Material for the task Block Start

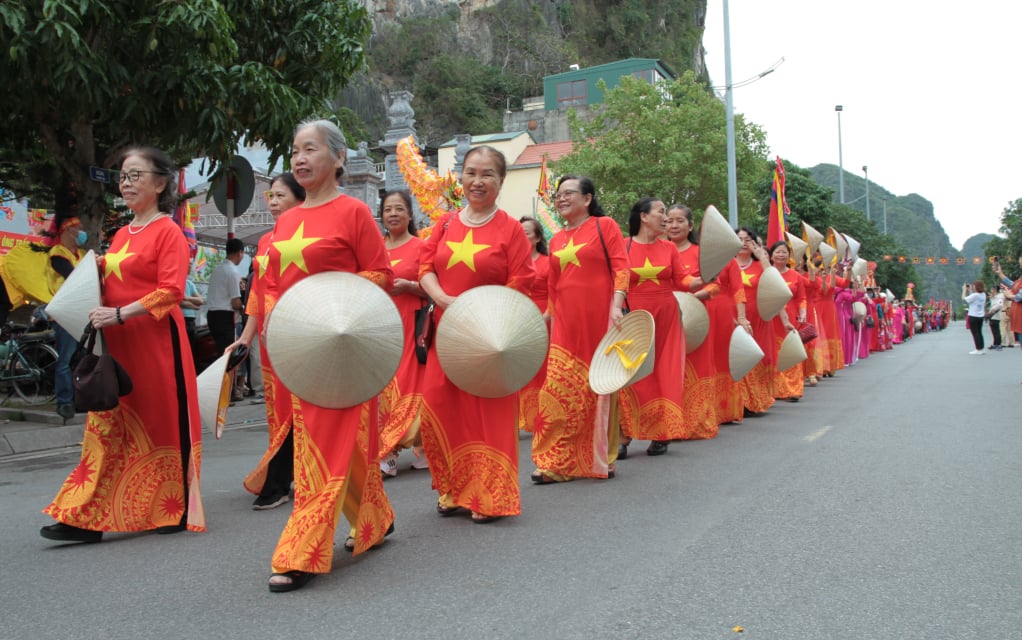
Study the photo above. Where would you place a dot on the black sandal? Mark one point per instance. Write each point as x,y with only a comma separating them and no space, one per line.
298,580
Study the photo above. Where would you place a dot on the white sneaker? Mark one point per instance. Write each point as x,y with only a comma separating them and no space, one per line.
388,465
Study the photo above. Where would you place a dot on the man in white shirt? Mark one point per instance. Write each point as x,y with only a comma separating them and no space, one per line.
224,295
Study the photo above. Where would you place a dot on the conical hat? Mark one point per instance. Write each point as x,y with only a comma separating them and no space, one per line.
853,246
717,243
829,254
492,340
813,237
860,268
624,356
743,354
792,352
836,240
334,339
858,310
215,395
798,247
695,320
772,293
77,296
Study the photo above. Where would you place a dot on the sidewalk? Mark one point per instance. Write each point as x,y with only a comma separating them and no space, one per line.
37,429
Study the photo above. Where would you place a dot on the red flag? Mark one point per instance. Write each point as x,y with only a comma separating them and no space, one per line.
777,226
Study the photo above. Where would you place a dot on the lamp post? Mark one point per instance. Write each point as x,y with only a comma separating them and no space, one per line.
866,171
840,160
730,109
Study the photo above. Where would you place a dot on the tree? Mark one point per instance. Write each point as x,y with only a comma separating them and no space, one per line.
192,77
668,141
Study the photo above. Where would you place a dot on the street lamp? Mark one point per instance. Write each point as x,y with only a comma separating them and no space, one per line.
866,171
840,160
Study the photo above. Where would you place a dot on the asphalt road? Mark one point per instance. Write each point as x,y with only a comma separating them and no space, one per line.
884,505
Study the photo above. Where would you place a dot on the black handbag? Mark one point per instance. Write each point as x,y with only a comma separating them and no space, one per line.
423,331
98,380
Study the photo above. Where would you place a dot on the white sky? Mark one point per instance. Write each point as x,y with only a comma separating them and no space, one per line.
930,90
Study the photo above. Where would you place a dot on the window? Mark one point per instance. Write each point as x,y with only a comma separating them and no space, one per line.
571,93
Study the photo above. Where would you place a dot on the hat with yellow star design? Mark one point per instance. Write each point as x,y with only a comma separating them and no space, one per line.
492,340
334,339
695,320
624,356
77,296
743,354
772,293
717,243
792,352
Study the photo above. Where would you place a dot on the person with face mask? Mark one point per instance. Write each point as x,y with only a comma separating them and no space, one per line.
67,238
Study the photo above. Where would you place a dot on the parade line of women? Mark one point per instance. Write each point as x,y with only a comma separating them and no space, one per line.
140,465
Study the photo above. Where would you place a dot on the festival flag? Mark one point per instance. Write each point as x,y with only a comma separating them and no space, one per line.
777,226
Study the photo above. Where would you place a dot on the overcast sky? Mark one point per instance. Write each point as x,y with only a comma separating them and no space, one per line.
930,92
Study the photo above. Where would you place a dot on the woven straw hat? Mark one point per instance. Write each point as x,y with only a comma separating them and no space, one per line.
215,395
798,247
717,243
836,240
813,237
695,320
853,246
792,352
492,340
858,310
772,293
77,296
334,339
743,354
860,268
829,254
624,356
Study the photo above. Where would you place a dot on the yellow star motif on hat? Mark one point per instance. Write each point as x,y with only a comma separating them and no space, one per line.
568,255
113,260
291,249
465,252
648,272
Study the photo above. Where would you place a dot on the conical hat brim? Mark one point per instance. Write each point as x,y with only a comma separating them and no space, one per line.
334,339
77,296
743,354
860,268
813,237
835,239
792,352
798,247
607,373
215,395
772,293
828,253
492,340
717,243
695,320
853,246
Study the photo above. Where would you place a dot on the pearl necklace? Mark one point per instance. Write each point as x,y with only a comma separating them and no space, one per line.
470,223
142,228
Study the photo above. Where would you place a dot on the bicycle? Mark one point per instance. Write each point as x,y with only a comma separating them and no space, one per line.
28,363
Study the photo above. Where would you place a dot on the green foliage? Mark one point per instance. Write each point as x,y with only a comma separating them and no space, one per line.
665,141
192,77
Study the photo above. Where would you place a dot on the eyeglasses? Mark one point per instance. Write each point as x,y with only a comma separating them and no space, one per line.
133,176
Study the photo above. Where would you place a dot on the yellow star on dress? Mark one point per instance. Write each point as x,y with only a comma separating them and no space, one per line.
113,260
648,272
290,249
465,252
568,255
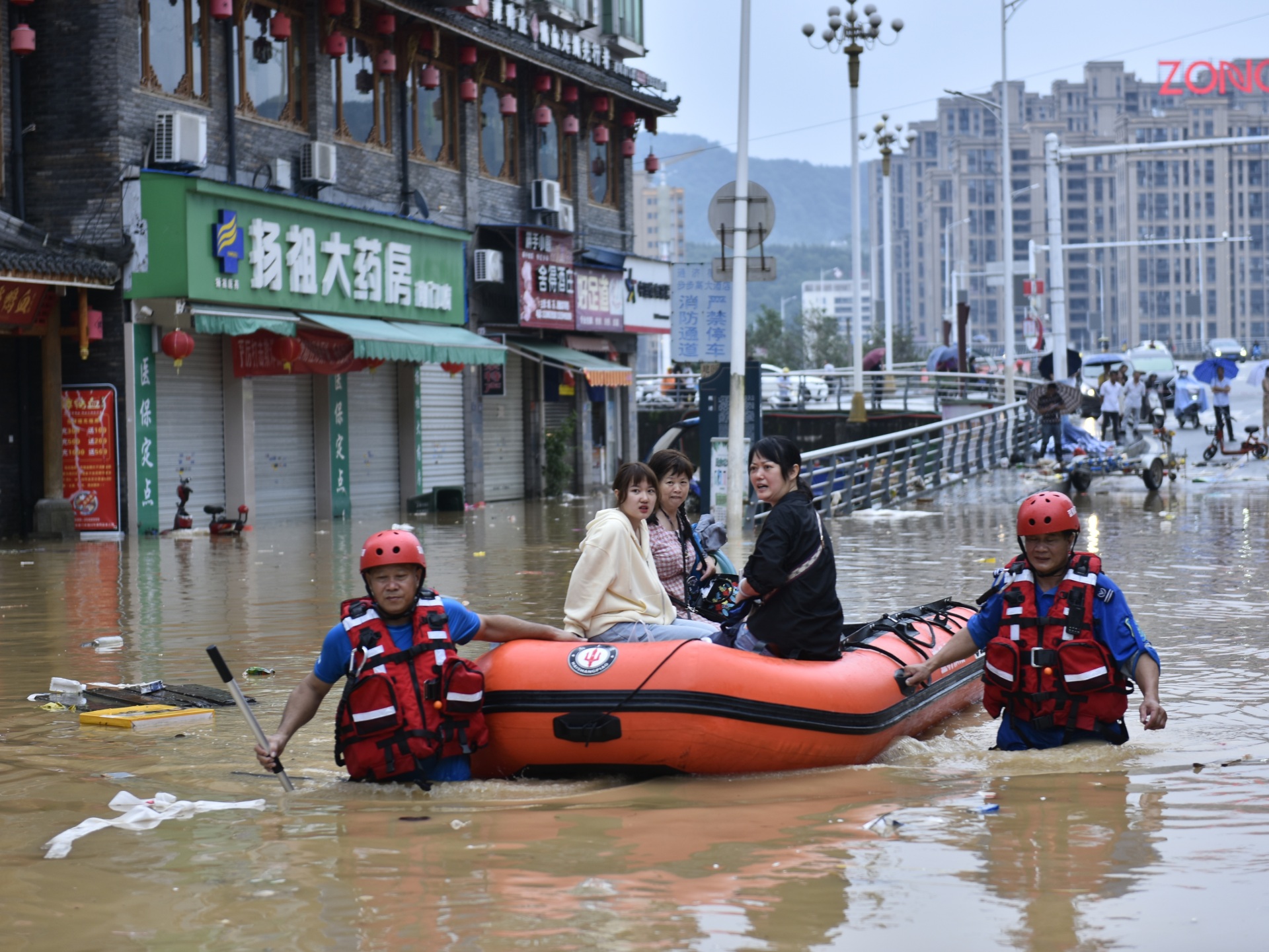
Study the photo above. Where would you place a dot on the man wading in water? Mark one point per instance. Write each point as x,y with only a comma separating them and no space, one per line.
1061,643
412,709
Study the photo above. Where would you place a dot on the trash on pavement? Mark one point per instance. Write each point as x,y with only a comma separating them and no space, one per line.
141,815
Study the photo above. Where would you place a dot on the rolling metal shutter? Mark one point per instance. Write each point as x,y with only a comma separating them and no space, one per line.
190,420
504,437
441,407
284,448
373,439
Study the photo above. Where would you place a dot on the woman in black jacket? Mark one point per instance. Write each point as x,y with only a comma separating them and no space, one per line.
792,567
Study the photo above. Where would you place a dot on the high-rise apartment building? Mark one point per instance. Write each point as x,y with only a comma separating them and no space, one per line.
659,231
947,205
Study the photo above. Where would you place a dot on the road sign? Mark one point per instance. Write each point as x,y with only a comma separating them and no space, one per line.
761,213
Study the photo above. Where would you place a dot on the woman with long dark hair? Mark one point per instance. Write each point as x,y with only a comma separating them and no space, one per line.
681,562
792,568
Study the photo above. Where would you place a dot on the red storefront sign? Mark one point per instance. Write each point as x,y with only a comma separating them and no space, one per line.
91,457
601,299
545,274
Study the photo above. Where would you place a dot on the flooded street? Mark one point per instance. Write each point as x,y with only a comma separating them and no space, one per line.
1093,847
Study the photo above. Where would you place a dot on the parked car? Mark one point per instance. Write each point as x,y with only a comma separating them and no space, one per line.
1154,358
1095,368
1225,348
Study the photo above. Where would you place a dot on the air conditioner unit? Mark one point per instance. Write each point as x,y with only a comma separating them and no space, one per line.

Material for the task Block End
Material for the task Block Start

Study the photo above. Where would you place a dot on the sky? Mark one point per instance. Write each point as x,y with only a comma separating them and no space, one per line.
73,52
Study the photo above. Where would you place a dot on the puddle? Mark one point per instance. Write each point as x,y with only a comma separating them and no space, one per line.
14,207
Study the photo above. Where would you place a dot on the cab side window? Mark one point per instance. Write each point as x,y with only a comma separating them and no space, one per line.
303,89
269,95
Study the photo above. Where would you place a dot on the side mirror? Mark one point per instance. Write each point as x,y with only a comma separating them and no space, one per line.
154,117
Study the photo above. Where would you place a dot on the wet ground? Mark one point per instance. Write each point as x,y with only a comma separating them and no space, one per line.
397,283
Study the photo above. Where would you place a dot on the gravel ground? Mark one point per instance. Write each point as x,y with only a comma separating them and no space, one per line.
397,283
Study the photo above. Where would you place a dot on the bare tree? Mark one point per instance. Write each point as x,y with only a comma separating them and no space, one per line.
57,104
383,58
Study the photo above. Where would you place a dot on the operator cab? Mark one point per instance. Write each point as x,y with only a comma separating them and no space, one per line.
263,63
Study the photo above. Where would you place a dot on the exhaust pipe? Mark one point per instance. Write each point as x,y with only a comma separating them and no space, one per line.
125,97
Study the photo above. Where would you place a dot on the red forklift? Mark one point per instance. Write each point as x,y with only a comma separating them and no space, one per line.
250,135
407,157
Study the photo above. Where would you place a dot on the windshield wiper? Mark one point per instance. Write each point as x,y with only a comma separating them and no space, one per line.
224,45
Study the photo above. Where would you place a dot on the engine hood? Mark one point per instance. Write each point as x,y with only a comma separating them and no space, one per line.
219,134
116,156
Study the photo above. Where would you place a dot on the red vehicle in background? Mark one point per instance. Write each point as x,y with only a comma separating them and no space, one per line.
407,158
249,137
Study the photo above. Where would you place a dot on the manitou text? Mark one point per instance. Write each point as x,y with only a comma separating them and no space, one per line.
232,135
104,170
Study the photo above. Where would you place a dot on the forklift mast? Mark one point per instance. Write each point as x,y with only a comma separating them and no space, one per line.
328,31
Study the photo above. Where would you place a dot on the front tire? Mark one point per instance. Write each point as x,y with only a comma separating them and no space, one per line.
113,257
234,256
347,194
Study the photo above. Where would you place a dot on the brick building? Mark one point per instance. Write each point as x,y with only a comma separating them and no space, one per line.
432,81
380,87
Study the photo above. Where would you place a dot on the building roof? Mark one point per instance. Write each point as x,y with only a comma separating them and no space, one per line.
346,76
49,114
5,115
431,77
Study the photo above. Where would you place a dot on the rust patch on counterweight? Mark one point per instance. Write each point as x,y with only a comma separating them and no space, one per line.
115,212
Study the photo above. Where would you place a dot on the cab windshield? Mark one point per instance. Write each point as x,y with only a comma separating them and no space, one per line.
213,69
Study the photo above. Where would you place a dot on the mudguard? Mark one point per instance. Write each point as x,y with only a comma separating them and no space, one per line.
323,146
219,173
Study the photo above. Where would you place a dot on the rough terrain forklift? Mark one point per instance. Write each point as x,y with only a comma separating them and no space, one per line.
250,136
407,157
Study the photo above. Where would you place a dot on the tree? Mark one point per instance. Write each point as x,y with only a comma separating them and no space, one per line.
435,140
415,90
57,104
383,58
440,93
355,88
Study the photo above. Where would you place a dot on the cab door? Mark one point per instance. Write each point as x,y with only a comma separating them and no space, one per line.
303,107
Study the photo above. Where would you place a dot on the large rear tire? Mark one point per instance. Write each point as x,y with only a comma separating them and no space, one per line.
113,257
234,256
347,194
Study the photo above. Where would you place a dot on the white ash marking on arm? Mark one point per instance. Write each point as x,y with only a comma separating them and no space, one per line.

Material for the task Block End
Material for the task Block Start

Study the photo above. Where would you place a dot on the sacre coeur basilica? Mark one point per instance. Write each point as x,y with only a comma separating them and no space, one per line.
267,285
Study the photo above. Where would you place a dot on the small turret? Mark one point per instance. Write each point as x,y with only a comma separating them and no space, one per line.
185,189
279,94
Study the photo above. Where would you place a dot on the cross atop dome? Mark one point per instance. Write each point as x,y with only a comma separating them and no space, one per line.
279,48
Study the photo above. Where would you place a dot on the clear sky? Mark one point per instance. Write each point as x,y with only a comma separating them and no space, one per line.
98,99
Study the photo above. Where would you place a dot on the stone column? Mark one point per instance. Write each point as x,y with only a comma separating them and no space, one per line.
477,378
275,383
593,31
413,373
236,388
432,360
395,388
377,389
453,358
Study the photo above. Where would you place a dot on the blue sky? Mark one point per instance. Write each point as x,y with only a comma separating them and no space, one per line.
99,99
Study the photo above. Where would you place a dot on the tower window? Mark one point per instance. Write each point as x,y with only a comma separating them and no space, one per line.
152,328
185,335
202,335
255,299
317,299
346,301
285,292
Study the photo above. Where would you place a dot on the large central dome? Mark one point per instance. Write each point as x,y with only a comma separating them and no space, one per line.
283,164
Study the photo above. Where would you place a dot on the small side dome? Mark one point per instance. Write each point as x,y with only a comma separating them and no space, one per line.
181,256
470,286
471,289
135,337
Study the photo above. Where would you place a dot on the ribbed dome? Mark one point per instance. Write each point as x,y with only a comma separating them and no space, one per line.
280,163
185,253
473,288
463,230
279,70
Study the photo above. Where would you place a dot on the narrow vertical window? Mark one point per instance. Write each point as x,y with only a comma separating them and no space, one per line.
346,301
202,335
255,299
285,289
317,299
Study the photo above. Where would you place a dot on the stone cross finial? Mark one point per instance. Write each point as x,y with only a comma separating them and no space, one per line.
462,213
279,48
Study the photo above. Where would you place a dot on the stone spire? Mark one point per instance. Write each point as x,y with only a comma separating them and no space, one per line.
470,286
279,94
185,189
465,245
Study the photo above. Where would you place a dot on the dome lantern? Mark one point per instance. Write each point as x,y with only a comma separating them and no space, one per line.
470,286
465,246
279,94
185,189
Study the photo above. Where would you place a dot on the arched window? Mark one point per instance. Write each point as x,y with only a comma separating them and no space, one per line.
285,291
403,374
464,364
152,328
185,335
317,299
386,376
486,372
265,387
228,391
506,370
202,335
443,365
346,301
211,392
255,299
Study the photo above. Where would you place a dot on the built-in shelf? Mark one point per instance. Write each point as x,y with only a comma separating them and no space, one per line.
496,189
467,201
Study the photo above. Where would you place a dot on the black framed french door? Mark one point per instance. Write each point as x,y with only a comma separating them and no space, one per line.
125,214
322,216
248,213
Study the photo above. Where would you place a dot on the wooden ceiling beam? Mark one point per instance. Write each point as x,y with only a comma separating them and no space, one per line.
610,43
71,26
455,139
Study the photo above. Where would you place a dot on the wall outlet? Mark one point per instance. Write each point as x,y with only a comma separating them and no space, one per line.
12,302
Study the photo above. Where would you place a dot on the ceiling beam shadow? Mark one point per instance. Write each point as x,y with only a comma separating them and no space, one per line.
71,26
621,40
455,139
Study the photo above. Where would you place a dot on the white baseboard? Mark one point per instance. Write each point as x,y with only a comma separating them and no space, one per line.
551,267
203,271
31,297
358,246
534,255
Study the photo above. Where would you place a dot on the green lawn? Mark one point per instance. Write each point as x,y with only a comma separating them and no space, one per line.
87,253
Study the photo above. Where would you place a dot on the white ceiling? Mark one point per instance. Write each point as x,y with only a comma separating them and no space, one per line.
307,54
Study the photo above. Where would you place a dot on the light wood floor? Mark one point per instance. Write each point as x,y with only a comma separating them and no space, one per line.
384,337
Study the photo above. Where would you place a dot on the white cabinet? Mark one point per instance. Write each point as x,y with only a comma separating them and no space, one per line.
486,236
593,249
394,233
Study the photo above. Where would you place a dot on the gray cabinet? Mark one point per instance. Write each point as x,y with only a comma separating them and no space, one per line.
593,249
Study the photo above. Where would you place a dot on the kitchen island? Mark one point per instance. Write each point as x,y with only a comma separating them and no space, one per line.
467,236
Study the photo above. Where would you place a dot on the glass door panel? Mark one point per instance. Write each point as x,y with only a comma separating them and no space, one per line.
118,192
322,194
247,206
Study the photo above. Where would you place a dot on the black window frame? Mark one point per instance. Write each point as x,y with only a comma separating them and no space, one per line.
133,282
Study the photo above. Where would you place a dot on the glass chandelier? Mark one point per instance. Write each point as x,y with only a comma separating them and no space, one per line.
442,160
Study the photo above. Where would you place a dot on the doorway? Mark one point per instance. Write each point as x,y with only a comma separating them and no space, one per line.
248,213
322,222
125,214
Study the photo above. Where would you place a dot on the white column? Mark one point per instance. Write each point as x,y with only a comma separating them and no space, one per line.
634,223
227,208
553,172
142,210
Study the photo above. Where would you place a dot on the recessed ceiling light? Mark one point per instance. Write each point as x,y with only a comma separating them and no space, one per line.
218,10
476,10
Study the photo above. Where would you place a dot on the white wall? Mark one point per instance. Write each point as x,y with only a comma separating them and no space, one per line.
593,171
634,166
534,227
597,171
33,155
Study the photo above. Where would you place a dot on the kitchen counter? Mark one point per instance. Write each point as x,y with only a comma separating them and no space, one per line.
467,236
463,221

Material for the task Block End

■ **Exercise**
Every line above from the line with "on the road" to the line with "the air conditioner", both included, must be reproduced exactly, and no other line may appear.

■ **Solved problem**
Study the photo above. Where would you place a dot on the road sign? Mark one point per instance. Write each point as x,y with only a comma separating them and no space, one per line.
761,213
Study the photo above. Where would you place a dot on the woman with long dark hair? Mark one point per instance. Write each point as x,y with only a comma separating them and no space, one per line.
681,562
792,568
Study the photo above. Where would you place a dot on the red storefront sign? Mark one point per instance. Write each point as x,y with only a comma separating them and no space, one per line.
91,457
601,299
545,274
Study the photo above. Where would you place a dot on the flooded street? Mark one point per instance. Write each point as x,y with only a comma separating them and no space, one per line.
1093,847
Study the photo above. Where would you place a dot on the parked car? Mark one point per instance. Write each point as x,y with only a comma separating them and no space, one per line.
1154,358
1095,368
1225,348
Study the photo above. Where would you place a dot on the air conditioner unit? Mark one point per instance. Write each point as x,y with only a comma separating them and no space, one per line.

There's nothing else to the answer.